START Page excerpt
Three caves are open to tourists: the Cathedral, Minalokan, and Kalaw caves. The entrance to Cathedral cave (14°16'54"N, 121°38'10"E) lies 280 m above sea level, while the entrance to Minalokan cave (14°16'54"N, 121°37'58"E) lies 295 m above sea level. Both are large caves with multiple entrances. Each has an underground river flowing through it. Minalokan cave can be accessed through what are referred to as its first and second floors. The first floor has a river flowing through it, while the second has a smaller stream. A third floor is also accessible from within the cave. The water in the caves forms rivers, pools, and waterfalls. Entering the caves can require wading through this water. The cave floors are covered in guano.

The active water flow in the caves means that speleothems actively form from the surrounding limestone. The resulting formations are a tourist draw. One formation is called the "fountain of youth", and produces safe drinking water.

As the site is both managed and relatively remote, human disturbance is limited. However, a paved road constructed from the main barangay village that stops 250 m from Cathedral cave directly impacted the environment, while also resulting in more nearby construction and an increase in tourists. There is also visible damage in Minalokan cave, including stalactite mining and graffiti.
END Page excerpt
What is required
Copy the cave passage word for word, beginning at the words "The active water" and stopping after "safe drinking water.".
START Extracted data
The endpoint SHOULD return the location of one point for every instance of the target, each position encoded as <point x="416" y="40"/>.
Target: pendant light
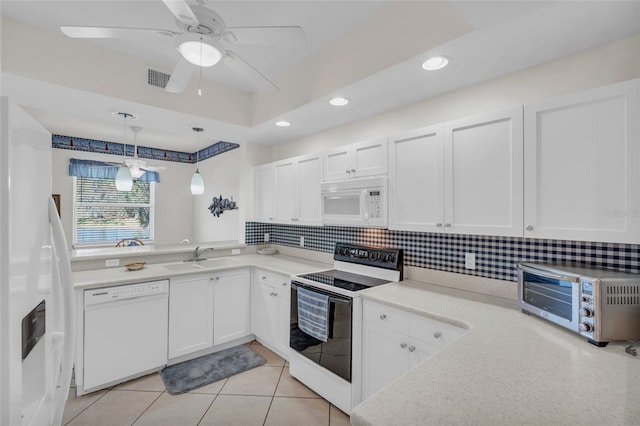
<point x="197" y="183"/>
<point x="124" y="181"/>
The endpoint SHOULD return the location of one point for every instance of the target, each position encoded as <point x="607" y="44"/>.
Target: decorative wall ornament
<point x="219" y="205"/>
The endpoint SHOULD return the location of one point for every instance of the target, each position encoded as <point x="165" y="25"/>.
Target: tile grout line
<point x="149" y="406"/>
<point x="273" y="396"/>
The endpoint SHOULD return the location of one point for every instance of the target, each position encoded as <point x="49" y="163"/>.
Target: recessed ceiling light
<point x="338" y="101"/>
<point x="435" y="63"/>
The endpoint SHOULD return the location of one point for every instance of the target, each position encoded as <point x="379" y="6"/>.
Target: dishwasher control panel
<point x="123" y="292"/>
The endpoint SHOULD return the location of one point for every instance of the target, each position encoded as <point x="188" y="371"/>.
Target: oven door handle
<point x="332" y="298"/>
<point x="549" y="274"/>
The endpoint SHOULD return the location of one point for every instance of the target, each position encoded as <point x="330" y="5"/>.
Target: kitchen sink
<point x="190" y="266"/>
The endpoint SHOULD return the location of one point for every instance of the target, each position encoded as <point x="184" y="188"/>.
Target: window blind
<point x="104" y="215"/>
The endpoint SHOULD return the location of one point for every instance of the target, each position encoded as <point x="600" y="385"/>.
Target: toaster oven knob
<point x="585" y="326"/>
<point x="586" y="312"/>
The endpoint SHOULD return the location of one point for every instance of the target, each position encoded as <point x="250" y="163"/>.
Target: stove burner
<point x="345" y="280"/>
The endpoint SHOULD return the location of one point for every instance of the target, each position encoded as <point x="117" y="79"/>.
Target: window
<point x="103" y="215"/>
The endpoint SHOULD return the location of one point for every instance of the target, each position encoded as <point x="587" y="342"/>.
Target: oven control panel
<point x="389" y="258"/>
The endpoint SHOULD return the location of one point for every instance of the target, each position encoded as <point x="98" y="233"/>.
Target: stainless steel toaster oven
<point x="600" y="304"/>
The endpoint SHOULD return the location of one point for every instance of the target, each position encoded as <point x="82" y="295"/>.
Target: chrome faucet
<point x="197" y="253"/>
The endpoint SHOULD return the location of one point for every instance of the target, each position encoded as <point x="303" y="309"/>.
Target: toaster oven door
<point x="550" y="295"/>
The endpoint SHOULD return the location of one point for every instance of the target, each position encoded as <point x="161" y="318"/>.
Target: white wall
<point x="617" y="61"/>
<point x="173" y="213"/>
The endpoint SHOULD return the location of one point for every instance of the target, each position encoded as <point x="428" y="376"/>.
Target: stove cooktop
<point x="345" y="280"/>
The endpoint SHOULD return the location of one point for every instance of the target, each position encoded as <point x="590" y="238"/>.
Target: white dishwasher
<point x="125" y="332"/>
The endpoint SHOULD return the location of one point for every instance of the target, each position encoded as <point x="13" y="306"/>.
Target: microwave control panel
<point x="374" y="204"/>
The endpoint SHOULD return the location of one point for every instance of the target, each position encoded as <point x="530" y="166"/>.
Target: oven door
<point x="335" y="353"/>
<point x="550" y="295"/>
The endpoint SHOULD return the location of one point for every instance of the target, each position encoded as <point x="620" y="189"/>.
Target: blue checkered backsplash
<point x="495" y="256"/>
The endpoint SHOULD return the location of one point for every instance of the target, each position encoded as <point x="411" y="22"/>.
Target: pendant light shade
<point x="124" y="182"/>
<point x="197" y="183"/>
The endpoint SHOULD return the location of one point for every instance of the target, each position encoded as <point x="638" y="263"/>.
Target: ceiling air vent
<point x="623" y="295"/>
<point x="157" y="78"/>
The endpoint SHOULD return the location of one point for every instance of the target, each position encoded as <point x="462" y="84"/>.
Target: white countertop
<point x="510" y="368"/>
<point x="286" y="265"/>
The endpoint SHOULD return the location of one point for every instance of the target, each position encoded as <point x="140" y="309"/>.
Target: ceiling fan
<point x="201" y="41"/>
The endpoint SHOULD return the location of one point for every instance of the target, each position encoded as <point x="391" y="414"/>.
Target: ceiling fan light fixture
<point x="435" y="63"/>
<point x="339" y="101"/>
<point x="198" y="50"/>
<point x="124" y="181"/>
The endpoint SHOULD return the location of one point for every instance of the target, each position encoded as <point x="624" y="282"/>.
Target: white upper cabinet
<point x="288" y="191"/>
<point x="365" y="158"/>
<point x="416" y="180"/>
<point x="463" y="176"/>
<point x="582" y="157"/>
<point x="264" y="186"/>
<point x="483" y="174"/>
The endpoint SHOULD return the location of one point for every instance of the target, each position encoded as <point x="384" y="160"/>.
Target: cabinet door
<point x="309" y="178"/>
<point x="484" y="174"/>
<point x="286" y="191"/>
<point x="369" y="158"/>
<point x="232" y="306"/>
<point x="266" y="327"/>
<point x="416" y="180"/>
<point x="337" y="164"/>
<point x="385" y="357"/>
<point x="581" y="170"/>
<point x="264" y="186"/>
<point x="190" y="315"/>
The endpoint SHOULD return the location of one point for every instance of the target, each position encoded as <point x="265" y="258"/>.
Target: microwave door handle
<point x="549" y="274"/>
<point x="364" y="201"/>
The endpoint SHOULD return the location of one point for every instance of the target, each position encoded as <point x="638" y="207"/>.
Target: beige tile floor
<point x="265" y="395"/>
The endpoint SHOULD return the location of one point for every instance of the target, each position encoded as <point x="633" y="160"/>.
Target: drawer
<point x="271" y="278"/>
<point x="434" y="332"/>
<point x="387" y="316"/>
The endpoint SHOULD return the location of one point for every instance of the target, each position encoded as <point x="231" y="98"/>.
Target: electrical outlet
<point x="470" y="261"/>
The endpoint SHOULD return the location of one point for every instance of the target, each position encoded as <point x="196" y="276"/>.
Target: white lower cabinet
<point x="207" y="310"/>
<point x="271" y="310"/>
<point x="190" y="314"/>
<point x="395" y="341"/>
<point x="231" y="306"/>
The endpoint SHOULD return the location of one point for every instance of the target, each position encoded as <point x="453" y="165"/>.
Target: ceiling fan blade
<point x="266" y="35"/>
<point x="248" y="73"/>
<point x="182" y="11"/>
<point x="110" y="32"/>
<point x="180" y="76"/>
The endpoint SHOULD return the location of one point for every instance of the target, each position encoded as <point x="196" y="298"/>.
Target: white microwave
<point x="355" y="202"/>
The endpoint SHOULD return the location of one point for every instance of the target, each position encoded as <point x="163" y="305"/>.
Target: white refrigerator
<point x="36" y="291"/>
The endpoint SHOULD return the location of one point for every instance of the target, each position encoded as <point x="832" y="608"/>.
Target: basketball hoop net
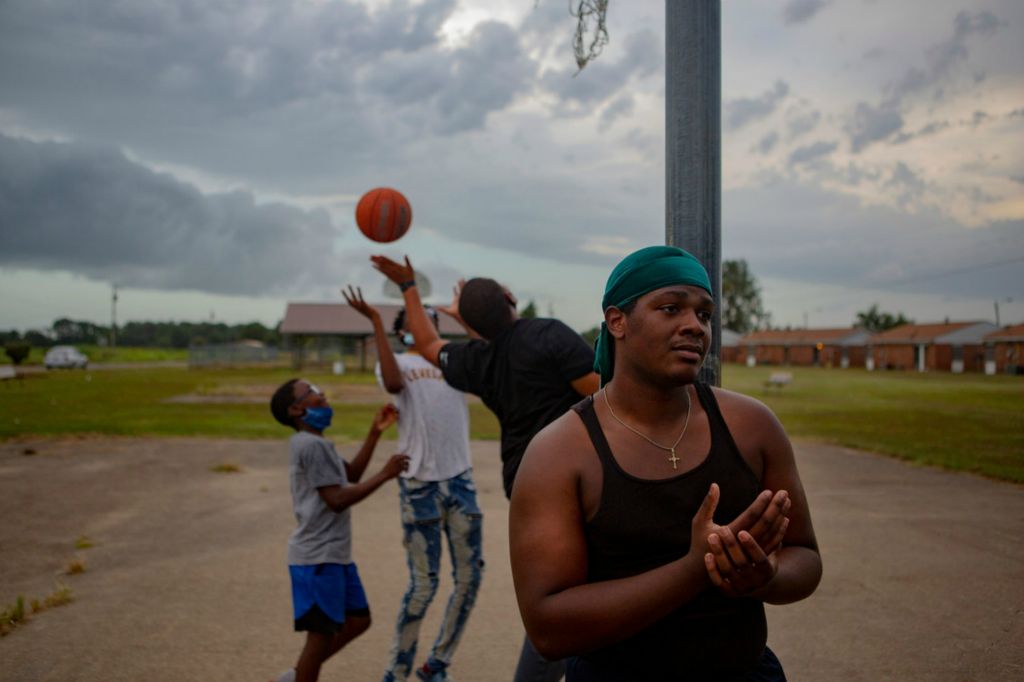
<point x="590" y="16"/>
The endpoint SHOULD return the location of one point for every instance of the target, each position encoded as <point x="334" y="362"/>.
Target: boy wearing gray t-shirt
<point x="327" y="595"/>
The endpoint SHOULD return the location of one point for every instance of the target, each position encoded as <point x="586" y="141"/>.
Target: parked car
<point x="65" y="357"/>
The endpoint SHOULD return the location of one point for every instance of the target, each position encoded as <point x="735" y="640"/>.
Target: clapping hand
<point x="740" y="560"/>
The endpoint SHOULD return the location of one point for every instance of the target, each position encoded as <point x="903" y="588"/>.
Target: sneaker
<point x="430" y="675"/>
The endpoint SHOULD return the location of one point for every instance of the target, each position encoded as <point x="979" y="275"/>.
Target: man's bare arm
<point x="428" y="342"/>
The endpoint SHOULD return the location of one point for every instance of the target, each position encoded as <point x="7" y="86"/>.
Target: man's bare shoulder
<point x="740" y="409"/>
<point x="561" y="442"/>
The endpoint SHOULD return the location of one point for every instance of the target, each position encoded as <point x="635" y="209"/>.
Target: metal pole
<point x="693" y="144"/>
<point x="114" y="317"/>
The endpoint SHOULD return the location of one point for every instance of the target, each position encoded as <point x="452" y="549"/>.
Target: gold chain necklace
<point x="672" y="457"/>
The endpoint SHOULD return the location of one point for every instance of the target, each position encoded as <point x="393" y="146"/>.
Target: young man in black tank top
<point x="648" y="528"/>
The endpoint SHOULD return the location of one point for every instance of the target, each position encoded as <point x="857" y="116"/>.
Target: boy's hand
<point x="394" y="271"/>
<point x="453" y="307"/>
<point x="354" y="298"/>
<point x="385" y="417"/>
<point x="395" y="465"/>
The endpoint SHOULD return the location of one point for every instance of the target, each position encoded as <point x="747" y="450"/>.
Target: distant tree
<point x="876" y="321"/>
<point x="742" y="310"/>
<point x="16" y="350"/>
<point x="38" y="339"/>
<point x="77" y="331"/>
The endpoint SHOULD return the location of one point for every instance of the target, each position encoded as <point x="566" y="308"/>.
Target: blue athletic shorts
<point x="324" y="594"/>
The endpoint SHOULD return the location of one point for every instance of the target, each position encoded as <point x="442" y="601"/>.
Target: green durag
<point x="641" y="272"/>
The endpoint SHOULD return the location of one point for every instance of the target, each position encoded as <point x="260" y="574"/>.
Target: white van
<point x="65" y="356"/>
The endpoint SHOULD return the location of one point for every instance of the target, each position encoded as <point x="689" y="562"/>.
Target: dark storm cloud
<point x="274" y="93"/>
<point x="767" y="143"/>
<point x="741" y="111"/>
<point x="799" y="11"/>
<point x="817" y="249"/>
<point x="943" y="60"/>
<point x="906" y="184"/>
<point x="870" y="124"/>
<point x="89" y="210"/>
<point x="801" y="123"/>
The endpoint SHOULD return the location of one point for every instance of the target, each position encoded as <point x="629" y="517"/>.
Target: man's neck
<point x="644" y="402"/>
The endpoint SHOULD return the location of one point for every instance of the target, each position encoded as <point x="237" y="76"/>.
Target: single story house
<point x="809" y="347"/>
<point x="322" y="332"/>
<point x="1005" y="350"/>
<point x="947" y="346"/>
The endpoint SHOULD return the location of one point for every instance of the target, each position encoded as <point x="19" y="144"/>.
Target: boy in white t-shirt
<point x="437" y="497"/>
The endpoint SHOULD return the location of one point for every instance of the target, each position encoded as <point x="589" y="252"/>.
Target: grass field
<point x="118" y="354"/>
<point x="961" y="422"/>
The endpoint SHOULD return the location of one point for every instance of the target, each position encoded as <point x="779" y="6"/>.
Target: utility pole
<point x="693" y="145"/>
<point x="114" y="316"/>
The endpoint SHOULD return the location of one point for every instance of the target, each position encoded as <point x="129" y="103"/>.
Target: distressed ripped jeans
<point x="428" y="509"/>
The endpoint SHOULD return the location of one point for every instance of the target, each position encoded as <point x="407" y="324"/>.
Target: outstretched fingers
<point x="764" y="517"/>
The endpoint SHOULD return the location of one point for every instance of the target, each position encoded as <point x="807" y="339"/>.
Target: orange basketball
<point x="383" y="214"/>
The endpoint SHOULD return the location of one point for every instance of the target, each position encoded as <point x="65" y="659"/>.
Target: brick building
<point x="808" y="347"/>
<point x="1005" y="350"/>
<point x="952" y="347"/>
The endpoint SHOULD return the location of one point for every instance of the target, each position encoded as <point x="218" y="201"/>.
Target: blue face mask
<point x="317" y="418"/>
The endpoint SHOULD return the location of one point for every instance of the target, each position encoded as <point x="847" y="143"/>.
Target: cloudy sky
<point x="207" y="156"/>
END Extracted data
Task solution
The active water flow in the caves means that speleothems actively form from the surrounding limestone. The resulting formations are a tourist draw. One formation is called the "fountain of youth", and produces safe drinking water.